======== Provided data ========
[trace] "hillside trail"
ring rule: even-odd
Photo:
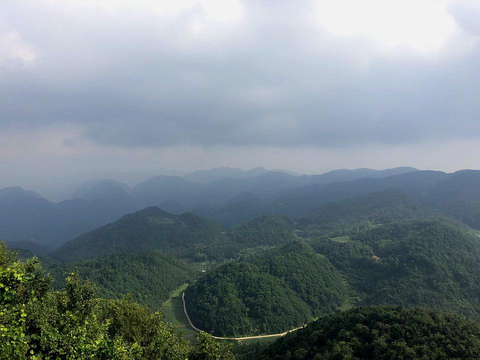
[[[188,324],[190,324],[193,328],[195,330],[196,330],[198,332],[203,331],[203,330],[200,330],[198,328],[196,328],[193,323],[192,322],[192,320],[190,320],[190,316],[188,316],[188,312],[186,312],[186,307],[185,305],[185,293],[183,292],[182,294],[182,300],[184,302],[184,312],[185,313],[185,316],[186,316],[186,320],[188,320]],[[298,328],[296,328],[294,329],[292,329],[291,330],[288,330],[284,332],[280,332],[277,334],[271,334],[270,335],[258,335],[256,336],[244,336],[243,338],[222,338],[221,336],[214,336],[213,335],[210,335],[210,336],[214,338],[218,339],[220,340],[238,340],[239,341],[242,341],[242,340],[249,340],[250,339],[256,339],[256,338],[273,338],[274,336],[281,336],[286,335],[288,332],[294,332],[296,330],[298,330],[299,328],[302,328],[304,327],[305,326],[298,326]]]

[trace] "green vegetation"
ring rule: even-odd
[[[294,223],[286,216],[266,214],[228,230],[228,238],[234,243],[248,248],[280,245],[294,238]]]
[[[184,284],[172,290],[168,296],[168,300],[162,305],[160,311],[164,314],[164,322],[174,326],[185,334],[197,334],[190,326],[184,312],[184,302],[182,294],[188,287]]]
[[[269,346],[240,350],[240,360],[476,360],[480,325],[418,307],[357,308],[318,319]]]
[[[52,256],[72,261],[162,250],[178,257],[216,258],[224,255],[215,244],[222,242],[222,231],[218,224],[190,212],[174,215],[147,208],[68,242]]]
[[[196,261],[222,261],[246,248],[284,244],[293,238],[293,224],[280,216],[264,215],[226,232],[218,224],[192,214],[174,215],[152,207],[87,232],[51,256],[72,261],[160,250]]]
[[[383,224],[432,216],[435,212],[397,190],[334,202],[298,220],[306,236],[332,238],[354,234]]]
[[[56,280],[56,288],[62,288],[66,274],[74,271],[97,285],[102,297],[120,298],[129,293],[156,310],[172,290],[198,276],[191,268],[170,256],[152,252],[54,264],[48,270]]]
[[[18,260],[0,243],[0,358],[231,360],[225,345],[200,333],[194,346],[128,298],[108,300],[71,274],[50,287],[38,260]]]
[[[341,236],[337,236],[336,238],[332,238],[332,241],[336,242],[348,242],[350,241],[350,236],[348,235],[344,235]]]
[[[362,304],[423,304],[480,316],[480,242],[462,228],[424,219],[384,225],[352,239],[310,244],[348,276]]]
[[[338,272],[303,242],[222,265],[186,292],[188,314],[216,335],[276,334],[334,310],[347,296]]]

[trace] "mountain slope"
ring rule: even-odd
[[[47,270],[56,278],[57,288],[63,288],[71,272],[96,284],[100,296],[120,298],[132,294],[151,309],[160,309],[170,292],[194,276],[189,266],[160,252],[110,255],[61,264]]]
[[[422,304],[480,318],[480,240],[452,222],[393,222],[350,242],[310,244],[348,276],[362,304]]]
[[[185,294],[196,326],[218,335],[272,334],[332,311],[346,296],[342,278],[302,242],[226,264]]]
[[[418,171],[382,178],[314,184],[280,192],[268,200],[270,212],[300,218],[331,202],[371,192],[398,189],[414,198],[422,198],[432,186],[448,178],[440,172]]]
[[[474,360],[480,358],[479,339],[480,324],[458,315],[421,308],[358,308],[320,318],[245,358]]]
[[[121,218],[71,240],[52,253],[72,261],[104,255],[162,250],[194,256],[222,236],[218,224],[191,213],[174,215],[155,207]]]
[[[330,202],[298,219],[297,224],[306,234],[333,238],[351,235],[374,224],[437,214],[404,192],[392,189]]]

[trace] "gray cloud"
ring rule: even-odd
[[[36,54],[0,66],[0,128],[64,122],[95,144],[125,148],[338,148],[480,134],[471,4],[450,8],[463,32],[426,55],[334,36],[308,2],[242,6],[238,22],[192,34],[204,16],[197,8],[169,18],[0,5],[5,31]]]

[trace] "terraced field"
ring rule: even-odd
[[[160,308],[164,322],[172,324],[178,331],[183,332],[186,338],[191,337],[197,333],[190,326],[184,312],[182,294],[188,286],[188,284],[184,284],[170,292],[170,298],[162,304]]]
========
* [Stated exercise]: Extract every line from the rows above that contains the word "trace".

* [Solution to the exercise]:
[trace] "hillside trail"
[trace] "green vegetation"
[trace] "mountain slope"
[trace] "gray cloud"
[trace] "terraced field"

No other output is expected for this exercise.